● Sayfa alıntısı
+===+

Şu anda 155 kişiyiz ve bu rakamın 50 kadarı beyaz yakalı çalışanlarımız. Diğerleri ise fabrika çalışanlarımız. Fabrika çalışanlarımız kadar bir sayı da dışardan destek aldığımız bölümler var. Bazı belli ürün gruplarını dışardan alma üzerine kurulu bir yapımız var. Teknik ve mühendislik gerektiren konuları ise iç bünyemizde üretiyoruz. Önümüzdeki dönemde gözüken o ki, bu istihdam kadromuz artacak. Yeni bir fabrika projemiz başladı. 2014 yılında o devreye girdiğinde tahminen 250 kişilik bir kadromuz olacak.
İK ile ilgili yapılanmanızı nasıl oluşturdunuz?
2007 yılında bir yönetim danışmanlığı hizmeti aldık. Bu danışmanlıkla beş yıllık planlarımızı gerçekleştirdik. Büyüme stratejilerimizi belirledikten sonra hangi kadroyla bunu gerçekleştireceğimize karar verdik. O süreçten başlayan kurumsallaşmayla ilgili olarak hedefli çalışmaya başladık. İK departmanımızı 2010 yılında oluşturduk. Geriye dönüp baktığımızda aslında geç kalmış bir karardı. Beş yıllık planların hemen arkasından yapmış olmamız gerekirdi. İK’nın bize getirdiği yıllık planlar da daha hızlı şekilde bize meyvesini vermeye başladı. Çünkü birden çok ülkede üretim yapıyoruz, hizmet veriyoruz, farklı sektörlere hitap ediyoruz. Dolayısıyla kabuk değişimini İK departmanıyla birlikte sonuçlandırmış olduk.
İşe alımlarda siz de sürece dahil oluyor musunuz?
İşe alımlarda özellikle kritik noktalardaki işe alımlarla mutlaka yakından ilgileniyorum. Kişilik analiz testleri bizim için önemli. O sürecin çok iyi analiz edilmesi gerektiğini düşünüyorum. Çünkü iki tarafın da vaktini alıyorsunuz, karşı taraf da siz de daha mülakat aşamasında bir emek gösteriyorsunuz. Bu nedenle mülakatların ve testler birbirine uyum gösteriyorsa uyumlu ve verimli bir iş sonucu oluyor. Pozisyonun sahip olması gereken yetkinliklerle kişinin ve adayın sahip olması gereken yetkinliklerin örtüşmesine çok önem veriyorum. Sunum ve vaka çalışmaları da bu nedenle çok önemli. Kişiyi işe alırken onun gelişim planında neler olabileceğini netleştirmiş oluyoruz. Gelişim planını çizmek ve kariyer yolunu belirlemek çalışan için de çok önemli. Beş yıllık hedeflerinizde o pozisyonun hedefinin yerini gördüğünüzde o pozisyonda çalışanın yetkinliklerinden emin olmalısınız. Ne istediğinizi bildiğinizde mülakatta da o insanın uygun olup olmadığını da daha net anlamış oluyoruz. Oldukça genç bir kadromuz var. Şirkette yaş ortalaması 33. Hepsi özenle seçilmiş arkadaşlar. Genç kadroya sahip olmaktan ötürü de kendimizi çok şanslı görüyorum.

+===+

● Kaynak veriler
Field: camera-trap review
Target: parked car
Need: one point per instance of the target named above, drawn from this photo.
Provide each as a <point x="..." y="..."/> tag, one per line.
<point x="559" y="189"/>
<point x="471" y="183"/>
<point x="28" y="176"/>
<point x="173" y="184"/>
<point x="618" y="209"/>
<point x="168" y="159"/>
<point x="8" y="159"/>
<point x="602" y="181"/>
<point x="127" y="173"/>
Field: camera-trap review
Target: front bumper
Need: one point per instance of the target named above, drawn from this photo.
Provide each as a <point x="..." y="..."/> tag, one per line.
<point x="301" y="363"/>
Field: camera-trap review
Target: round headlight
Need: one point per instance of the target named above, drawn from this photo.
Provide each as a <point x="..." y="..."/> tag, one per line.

+===+

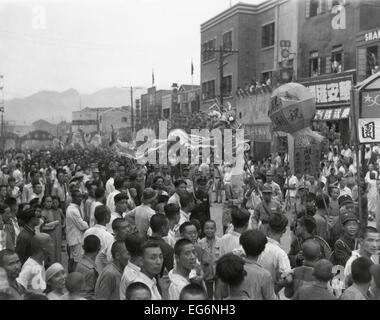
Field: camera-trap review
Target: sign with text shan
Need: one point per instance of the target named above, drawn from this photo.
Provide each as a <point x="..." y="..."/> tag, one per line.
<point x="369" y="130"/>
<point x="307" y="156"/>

+===+

● Alıştırmada istenenler
- a) Söyleşi metninde "Şu anda 155" ile başlayıp "bir kadromuz olacak." ifadesine kadar devam eden kısmı olduğu gibi döndürün.
- b) Söyleşi metnine göre şu soruları yanıtlayın:
(i) İK departmanı hangi yılda oluşturuldu?
(ii) Şirkette yaş ortalaması kaçtır?
(iii) Yeni fabrika 2014 yılında devreye girdiğinde kadronun tahminen kaç kişi olacağı belirtiliyor?
Yalnızca söyleşi metnindeki bilgilere dayanın.

● Görevlere göre yanıtlar
- a)
Şu anda 155 kişiyiz ve bu rakamın 50 kadarı beyaz yakalı çalışanlarımız. Diğerleri ise fabrika çalışanlarımız. Fabrika çalışanlarımız kadar bir sayı da dışardan destek aldığımız bölümler var. Bazı belli ürün gruplarını dışardan alma üzerine kurulu bir yapımız var. Teknik ve mühendislik gerektiren konuları ise iç bünyemizde üretiyoruz. Önümüzdeki dönemde gözüken o ki, bu istihdam kadromuz artacak. Yeni bir fabrika projemiz başladı. 2014 yılında o devreye girdiğinde tahminen 250 kişilik bir kadromuz olacak.

- b)
(i) 2010
(ii) 33
(iii) 250 kişi